▸ **Directions for this task**: Please show every line in the entries below that contains the word "logo". Case counts.

--- Begin ---

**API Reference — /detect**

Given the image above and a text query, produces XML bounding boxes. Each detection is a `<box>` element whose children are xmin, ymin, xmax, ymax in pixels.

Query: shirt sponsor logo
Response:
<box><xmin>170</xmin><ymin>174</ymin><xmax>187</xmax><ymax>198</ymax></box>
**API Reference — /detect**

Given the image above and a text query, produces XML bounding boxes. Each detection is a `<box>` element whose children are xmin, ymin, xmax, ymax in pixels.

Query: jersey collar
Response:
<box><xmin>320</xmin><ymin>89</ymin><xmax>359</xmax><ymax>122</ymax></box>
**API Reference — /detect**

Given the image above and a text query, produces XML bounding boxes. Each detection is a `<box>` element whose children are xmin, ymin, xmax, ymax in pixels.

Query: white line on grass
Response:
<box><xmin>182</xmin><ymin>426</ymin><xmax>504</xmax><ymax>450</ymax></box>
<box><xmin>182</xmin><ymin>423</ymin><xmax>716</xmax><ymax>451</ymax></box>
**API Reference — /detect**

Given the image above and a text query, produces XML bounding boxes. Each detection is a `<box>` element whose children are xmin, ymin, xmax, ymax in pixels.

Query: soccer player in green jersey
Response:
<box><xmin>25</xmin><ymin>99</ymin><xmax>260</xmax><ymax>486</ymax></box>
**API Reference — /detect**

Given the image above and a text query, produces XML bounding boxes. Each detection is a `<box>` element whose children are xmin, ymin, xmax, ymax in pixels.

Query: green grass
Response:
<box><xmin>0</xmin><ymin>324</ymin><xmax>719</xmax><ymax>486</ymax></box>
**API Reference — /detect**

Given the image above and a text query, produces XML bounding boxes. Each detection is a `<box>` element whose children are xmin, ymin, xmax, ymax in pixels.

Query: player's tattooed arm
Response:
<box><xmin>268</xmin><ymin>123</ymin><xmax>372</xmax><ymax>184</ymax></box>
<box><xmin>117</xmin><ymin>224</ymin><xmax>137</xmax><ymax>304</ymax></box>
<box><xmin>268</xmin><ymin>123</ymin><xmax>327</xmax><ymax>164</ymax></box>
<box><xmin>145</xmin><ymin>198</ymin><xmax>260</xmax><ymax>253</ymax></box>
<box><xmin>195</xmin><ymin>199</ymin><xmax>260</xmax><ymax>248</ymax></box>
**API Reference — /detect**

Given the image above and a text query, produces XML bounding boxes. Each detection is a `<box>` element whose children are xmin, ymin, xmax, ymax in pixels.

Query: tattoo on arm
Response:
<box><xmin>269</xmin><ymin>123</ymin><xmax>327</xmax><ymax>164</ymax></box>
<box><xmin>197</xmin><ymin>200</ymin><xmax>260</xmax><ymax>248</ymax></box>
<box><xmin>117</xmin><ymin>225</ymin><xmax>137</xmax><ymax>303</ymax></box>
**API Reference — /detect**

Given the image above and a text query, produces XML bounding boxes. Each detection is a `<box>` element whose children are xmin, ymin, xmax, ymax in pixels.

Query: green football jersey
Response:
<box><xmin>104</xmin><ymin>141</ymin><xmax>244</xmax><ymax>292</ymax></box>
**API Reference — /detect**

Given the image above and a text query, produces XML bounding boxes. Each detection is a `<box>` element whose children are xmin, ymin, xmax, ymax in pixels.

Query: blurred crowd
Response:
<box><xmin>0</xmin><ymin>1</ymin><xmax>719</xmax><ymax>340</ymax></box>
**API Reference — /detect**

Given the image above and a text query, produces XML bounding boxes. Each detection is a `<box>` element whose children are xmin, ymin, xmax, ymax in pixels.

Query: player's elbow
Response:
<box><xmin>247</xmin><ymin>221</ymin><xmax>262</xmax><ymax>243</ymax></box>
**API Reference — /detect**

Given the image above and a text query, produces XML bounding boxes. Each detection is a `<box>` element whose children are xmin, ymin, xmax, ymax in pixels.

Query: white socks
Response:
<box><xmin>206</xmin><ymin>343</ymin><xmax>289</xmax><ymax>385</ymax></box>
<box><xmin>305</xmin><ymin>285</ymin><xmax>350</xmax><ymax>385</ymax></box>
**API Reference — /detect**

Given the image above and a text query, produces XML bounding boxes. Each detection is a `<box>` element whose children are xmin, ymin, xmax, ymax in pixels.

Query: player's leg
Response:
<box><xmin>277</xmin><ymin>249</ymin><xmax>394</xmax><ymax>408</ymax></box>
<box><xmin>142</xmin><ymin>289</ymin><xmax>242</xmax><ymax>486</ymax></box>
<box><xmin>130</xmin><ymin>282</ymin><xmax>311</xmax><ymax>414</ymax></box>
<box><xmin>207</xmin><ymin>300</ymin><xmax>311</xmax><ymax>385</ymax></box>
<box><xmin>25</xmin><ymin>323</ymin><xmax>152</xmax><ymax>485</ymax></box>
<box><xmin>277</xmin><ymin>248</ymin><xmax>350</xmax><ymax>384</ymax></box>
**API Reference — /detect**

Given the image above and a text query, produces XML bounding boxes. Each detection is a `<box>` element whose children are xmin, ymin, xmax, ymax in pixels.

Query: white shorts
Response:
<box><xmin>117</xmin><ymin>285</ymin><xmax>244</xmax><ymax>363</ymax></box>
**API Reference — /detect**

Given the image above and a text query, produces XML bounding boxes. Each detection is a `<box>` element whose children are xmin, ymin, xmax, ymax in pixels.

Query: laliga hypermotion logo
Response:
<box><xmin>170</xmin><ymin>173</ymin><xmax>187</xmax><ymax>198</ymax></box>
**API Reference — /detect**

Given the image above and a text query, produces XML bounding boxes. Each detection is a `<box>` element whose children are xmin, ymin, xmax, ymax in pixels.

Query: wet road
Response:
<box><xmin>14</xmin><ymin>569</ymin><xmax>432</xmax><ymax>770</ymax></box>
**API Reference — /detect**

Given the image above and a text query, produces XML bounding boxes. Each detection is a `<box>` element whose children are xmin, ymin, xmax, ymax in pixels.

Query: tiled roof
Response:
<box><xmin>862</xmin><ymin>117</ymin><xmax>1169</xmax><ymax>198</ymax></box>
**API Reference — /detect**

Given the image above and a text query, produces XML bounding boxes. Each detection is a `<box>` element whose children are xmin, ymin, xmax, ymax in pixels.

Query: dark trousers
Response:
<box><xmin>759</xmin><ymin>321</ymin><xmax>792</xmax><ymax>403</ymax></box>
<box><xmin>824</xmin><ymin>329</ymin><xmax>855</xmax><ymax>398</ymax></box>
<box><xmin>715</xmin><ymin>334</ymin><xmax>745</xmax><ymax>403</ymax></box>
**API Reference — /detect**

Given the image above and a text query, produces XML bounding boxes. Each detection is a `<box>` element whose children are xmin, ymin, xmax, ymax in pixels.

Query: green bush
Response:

--- End ---

▸ **Full output**:
Query: shirt sponsor logo
Query: laliga hypermotion logo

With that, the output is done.